● GIVEN ENTRIES:
•••

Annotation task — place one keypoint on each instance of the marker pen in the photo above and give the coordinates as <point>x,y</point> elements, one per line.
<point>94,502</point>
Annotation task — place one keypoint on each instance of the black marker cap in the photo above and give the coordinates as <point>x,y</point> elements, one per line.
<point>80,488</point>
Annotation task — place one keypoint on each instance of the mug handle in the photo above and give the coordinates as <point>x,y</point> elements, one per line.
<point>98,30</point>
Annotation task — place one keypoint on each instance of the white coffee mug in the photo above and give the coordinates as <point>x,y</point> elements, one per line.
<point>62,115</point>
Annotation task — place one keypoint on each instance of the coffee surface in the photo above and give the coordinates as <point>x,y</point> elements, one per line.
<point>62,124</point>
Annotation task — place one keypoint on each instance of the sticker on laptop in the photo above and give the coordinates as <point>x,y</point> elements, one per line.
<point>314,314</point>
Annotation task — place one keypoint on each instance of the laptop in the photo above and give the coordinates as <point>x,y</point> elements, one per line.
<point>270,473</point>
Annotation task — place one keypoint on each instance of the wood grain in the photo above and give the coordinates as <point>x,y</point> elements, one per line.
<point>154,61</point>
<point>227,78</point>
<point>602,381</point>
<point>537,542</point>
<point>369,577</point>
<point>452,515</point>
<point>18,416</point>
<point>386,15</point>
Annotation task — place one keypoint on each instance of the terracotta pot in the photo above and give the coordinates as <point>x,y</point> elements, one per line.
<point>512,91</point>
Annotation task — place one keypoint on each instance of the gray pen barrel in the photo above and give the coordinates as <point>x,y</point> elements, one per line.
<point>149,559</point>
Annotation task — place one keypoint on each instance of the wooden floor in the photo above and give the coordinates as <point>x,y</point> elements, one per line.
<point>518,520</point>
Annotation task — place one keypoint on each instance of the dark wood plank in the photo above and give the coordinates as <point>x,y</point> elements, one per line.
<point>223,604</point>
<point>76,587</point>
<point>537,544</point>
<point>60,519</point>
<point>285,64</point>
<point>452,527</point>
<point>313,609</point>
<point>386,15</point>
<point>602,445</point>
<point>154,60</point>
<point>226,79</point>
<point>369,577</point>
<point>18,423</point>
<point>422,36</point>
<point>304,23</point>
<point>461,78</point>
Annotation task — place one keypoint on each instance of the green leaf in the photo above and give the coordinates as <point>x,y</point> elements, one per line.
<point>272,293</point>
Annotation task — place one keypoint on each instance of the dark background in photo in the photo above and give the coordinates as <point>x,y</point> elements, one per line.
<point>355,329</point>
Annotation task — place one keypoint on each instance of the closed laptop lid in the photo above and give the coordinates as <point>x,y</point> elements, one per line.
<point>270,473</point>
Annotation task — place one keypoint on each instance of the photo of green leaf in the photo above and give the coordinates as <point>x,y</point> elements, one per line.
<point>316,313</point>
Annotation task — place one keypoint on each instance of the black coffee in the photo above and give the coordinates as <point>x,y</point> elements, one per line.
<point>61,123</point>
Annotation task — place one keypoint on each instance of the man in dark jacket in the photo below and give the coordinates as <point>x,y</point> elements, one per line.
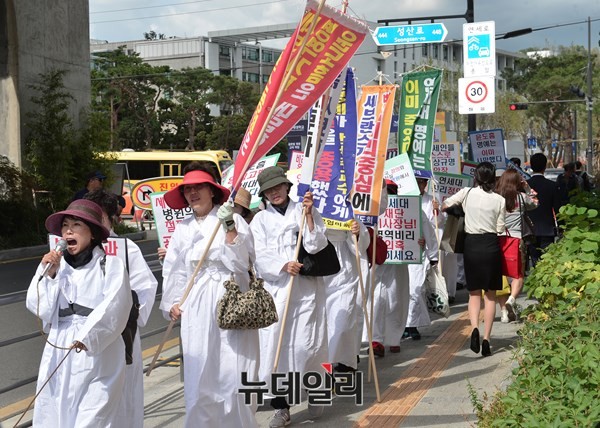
<point>543,216</point>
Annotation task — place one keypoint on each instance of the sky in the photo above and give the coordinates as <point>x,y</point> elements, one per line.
<point>121,20</point>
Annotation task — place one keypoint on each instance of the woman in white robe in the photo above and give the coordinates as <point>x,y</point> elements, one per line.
<point>84,302</point>
<point>275,232</point>
<point>342,290</point>
<point>214,359</point>
<point>144,283</point>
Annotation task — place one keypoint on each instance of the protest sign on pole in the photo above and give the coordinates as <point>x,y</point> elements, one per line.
<point>250,180</point>
<point>416,123</point>
<point>399,170</point>
<point>319,57</point>
<point>400,228</point>
<point>166,218</point>
<point>446,185</point>
<point>468,168</point>
<point>375,109</point>
<point>488,146</point>
<point>445,157</point>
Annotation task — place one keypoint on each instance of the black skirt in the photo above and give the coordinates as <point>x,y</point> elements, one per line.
<point>483,262</point>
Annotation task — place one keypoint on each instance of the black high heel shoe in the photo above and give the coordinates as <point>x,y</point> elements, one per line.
<point>485,348</point>
<point>475,347</point>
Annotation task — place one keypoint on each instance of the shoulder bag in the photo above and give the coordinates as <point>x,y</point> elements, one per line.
<point>453,238</point>
<point>512,258</point>
<point>243,311</point>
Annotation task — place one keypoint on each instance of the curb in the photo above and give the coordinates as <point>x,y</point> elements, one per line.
<point>39,250</point>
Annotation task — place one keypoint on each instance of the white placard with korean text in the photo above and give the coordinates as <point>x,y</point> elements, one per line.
<point>166,218</point>
<point>250,182</point>
<point>114,246</point>
<point>399,170</point>
<point>488,146</point>
<point>400,228</point>
<point>445,157</point>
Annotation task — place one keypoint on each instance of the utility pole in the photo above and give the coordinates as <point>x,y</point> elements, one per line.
<point>589,102</point>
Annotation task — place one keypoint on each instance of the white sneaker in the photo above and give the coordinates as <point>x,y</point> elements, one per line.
<point>280,419</point>
<point>510,307</point>
<point>315,411</point>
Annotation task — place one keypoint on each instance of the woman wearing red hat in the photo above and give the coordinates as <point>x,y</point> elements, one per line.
<point>83,298</point>
<point>214,359</point>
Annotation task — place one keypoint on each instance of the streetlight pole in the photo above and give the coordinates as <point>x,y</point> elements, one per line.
<point>589,103</point>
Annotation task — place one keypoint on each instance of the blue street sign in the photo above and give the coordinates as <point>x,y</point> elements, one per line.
<point>410,34</point>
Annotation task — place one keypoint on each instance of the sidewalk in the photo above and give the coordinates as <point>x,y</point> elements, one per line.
<point>425,385</point>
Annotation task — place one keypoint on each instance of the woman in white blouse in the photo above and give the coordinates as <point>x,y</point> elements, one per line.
<point>484,220</point>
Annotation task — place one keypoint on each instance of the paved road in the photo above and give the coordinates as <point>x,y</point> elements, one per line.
<point>20,360</point>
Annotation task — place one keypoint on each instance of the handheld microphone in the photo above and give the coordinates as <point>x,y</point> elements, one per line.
<point>60,247</point>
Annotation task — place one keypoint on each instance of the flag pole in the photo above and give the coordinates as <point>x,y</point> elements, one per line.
<point>278,96</point>
<point>366,314</point>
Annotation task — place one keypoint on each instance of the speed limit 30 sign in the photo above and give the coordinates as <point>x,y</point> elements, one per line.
<point>476,95</point>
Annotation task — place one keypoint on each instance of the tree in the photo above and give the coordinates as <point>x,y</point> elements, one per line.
<point>549,79</point>
<point>56,155</point>
<point>128,90</point>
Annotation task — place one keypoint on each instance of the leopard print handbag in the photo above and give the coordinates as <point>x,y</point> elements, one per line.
<point>250,310</point>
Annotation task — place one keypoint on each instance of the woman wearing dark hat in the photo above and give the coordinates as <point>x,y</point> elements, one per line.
<point>275,232</point>
<point>84,302</point>
<point>484,220</point>
<point>214,358</point>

•••

● EXERCISE: Your copy should match the records above word for word, but without images.

● ANSWER BOX:
Annotation task — place one keypoint on each instance of the marker pen in the photo above and give the coordinates as <point>x,y</point> elements, one per line.
<point>94,502</point>
Annotation task — place one keypoint on each instance of the black marker cap in the photo above and give the coordinates as <point>x,y</point> elements, one per line.
<point>80,488</point>
Annotation task — place one keypoint on each instance of the mug handle in the photo above and give the coordinates as <point>x,y</point> elements, one per line.
<point>98,30</point>
Annotation task — place one keypoint on each instance of the white coffee mug in the photo above and give the coordinates as <point>x,y</point> elements, one per line.
<point>62,115</point>
Annotation task — place one keypoint on each instance of the coffee surface in the photo above and give the coordinates as <point>x,y</point> elements, one per line.
<point>62,124</point>
Annotation task — place one keypoint on each instance of the sticker on laptop in the photo above and give the coordinates as <point>x,y</point> elements, one per line.
<point>314,314</point>
Annotation task — place one keypoint on each instance of the laptop in the photo above and give the coordinates as <point>x,y</point> elements, one per line.
<point>270,473</point>
Annotation task — place one keypoint on each instance of the wood grain in the photo above and give the coordinates as <point>x,y</point> elements, one per line.
<point>154,61</point>
<point>227,78</point>
<point>602,381</point>
<point>537,542</point>
<point>369,577</point>
<point>452,515</point>
<point>18,416</point>
<point>386,15</point>
Annotation task — place one keypoint on each instance of the terracotta pot in the photo above and give the coordinates as <point>x,y</point> elements, one per line.
<point>512,91</point>
Annotation task — place one keypoint on each instance of the gray pen barrel in the photo above and give the coordinates as <point>x,y</point> elements, one per line.
<point>149,559</point>
Annotation task — place one keypoint on each instance of the wooden floor in the photo above and give the coordinates as <point>x,y</point> elements, one per line.
<point>518,520</point>
Annotation task — place one keypoint on each instance of the dark wood plank in the photo above and give the coordinates as <point>x,y</point> elements, one per line.
<point>223,604</point>
<point>76,587</point>
<point>537,544</point>
<point>60,519</point>
<point>285,64</point>
<point>452,527</point>
<point>313,609</point>
<point>386,15</point>
<point>602,445</point>
<point>154,60</point>
<point>226,79</point>
<point>369,577</point>
<point>18,423</point>
<point>422,36</point>
<point>304,23</point>
<point>461,78</point>
Annotation task — place one keypoint on each instance of the green leaf in the photo above and give the coordinates as <point>x,y</point> elements, one per line.
<point>272,293</point>
Annotation task — place one keypoint on each instance of the dark background in photo in the photo above and give the coordinates as <point>x,y</point> elements, one per line.
<point>355,329</point>
Annotation task — place one keypoint on each instance of the closed laptop lid in the photo above and give the coordinates as <point>x,y</point> elements, one per line.
<point>270,473</point>
Annotation task — place one keypoint on each instance of the photo of green leaf in the photo above and give the coordinates as <point>x,y</point> elements, one per line.
<point>316,313</point>
Annotation task — place one keypoint on each instance of the black coffee in the photo above and give the coordinates as <point>x,y</point> elements, one per line.
<point>61,123</point>
Annotation task — place one keypoint on each instance of the man in dark jacket in the photo below and give the coordinates as <point>x,y</point> elements, one per line.
<point>543,216</point>
Annotation task — place one keypoint on each instance of the sky in the photo above and give the coordinates as <point>x,y</point> elements, one per line.
<point>121,20</point>
Annotation task — place one keypoint on each instance of the woman in white robe in the photo above and give the coordinates as <point>x,y</point> elements, one per line.
<point>84,302</point>
<point>275,232</point>
<point>342,290</point>
<point>214,359</point>
<point>144,283</point>
Annotation task — place one keypoint on each instance of the protest sign on pole in the photo above and give the coordinates as <point>x,y</point> elements, one per line.
<point>250,180</point>
<point>416,123</point>
<point>399,170</point>
<point>319,57</point>
<point>400,228</point>
<point>166,218</point>
<point>446,185</point>
<point>468,168</point>
<point>375,109</point>
<point>488,146</point>
<point>445,157</point>
Annotation task — place one keypoint on each instance of the black skirt in the photo above and give the coordinates as <point>x,y</point> elements, one per line.
<point>483,262</point>
Annotation task — place one keypoint on each instance of the black high heel shoe in the photo above and give the coordinates as <point>x,y</point> elements, one per line.
<point>485,348</point>
<point>475,347</point>
Annotation task — place one keypoint on each instance of the shoulder bag in the photo above and give the coordinates as <point>x,y</point> elements, one per line.
<point>453,238</point>
<point>512,258</point>
<point>243,311</point>
Annotation task — place one keypoint on each instance of the curb in the photo above and give the coordinates as <point>x,y</point> elements, one per line.
<point>39,250</point>
Annotation task — place one keypoint on each instance of the white placard with korean text in the photo above and give the coordinates as <point>x,y</point> elements, one per line.
<point>166,218</point>
<point>250,182</point>
<point>114,246</point>
<point>399,170</point>
<point>488,146</point>
<point>400,228</point>
<point>445,157</point>
Annotation task — place one keypoint on each instance of the utility pole in the photo above and give the coordinates as <point>x,y</point> elements, one per line.
<point>589,102</point>
Annotation task — place one keypoint on each instance of the white sneaker in the photo above and give the coordinates as <point>x,y</point> elements, one per line.
<point>280,419</point>
<point>510,307</point>
<point>315,411</point>
Annotation task — place one keypoint on each instance of the woman wearing red hat in the photo above and give the coordinates as <point>x,y</point> elements, one per line.
<point>83,298</point>
<point>214,359</point>
Annotation task — place one keypoint on each instance of the streetlight pole in the photo above and give the coordinates as <point>x,y</point> elements, one per line.
<point>589,103</point>
Annotation task — place one keypoint on each instance of the blue street sign in the photo above and give the coordinates as <point>x,y</point> elements, one per line.
<point>410,34</point>
Annotation task — place one keypoint on each instance of the sidewalk in the photo above and give the coordinates as <point>x,y</point> elements, one per line.
<point>425,385</point>
Annotation task — place one keypoint on each instance of the woman in white blouse in the photo above and give the coordinates as <point>x,y</point> elements, one per line.
<point>484,220</point>
Annotation task — place one keypoint on each instance of the paved road in the photo above and give the coordinates as <point>x,y</point> elements, one per line.
<point>20,360</point>
Annotation task — place one keypoint on each instance of the handheld microphone in the photo above and give the coordinates as <point>x,y</point> elements, one per line.
<point>60,247</point>
Annotation task — place one keypoint on each instance of the flag pole in the photo above and give the coordinates as <point>x,y</point> elements, one per line.
<point>278,96</point>
<point>366,314</point>
Annotation task — place one keypoint on each instance of the speed limit 30 sign in the photo above and give the coordinates as <point>x,y</point> elements, one per line.
<point>476,95</point>
Annotation task — place one keypoint on each instance of the tree in the photo above and give the coordinates as <point>x,y</point> elements, one per line.
<point>549,79</point>
<point>56,155</point>
<point>128,90</point>
Annotation task — place one keypoint on each instance of the leopard print handbag in the photo above and give the coordinates as <point>x,y</point> elements, one per line.
<point>250,310</point>
Annotation task — place one keypoint on each instance of the woman wearing dark hat in the photo above and give the coordinates as <point>x,y</point> elements, one per line.
<point>275,232</point>
<point>84,302</point>
<point>484,220</point>
<point>214,358</point>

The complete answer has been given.